• [EXTRACT]
Several articles dealing with controversial topics tried to achieve featured article status last week, but were not successful in their efforts so far.
Controversial World War II historian David Irving was nominated for featured article status for the second time by GeneralPatton on 7 January, following a failed nomination last September. Initially the improved article received an endorsement from Slim, but its comprehensiveness was soon questioned by Dbiv.
Dbiv also challenged an assertion in the article that Irving's book, Hitler's War, was restricted by the British Library to a desk in the Rare Books Room because it was deemed pornographic. This triggered an extensive discussion of whether the book could in fact be read elsewhere in the library, and whether the Rare Books Room was restricted to pornographic literature.
Finally, Peter O. made an attempt to turn things around by revisiting the original comprehensiveness objection. The objection was not resolved and the nomination ultimately failed.

• [BRIEF]
In the report on featured article nominations, who gave the improved David Irving article its first endorsement? Answer using only the report above.

• [MATERIAL]
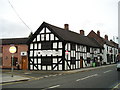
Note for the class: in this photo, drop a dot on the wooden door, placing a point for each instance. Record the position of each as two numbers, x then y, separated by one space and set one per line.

• [WRITTEN RESPONSE]
Slim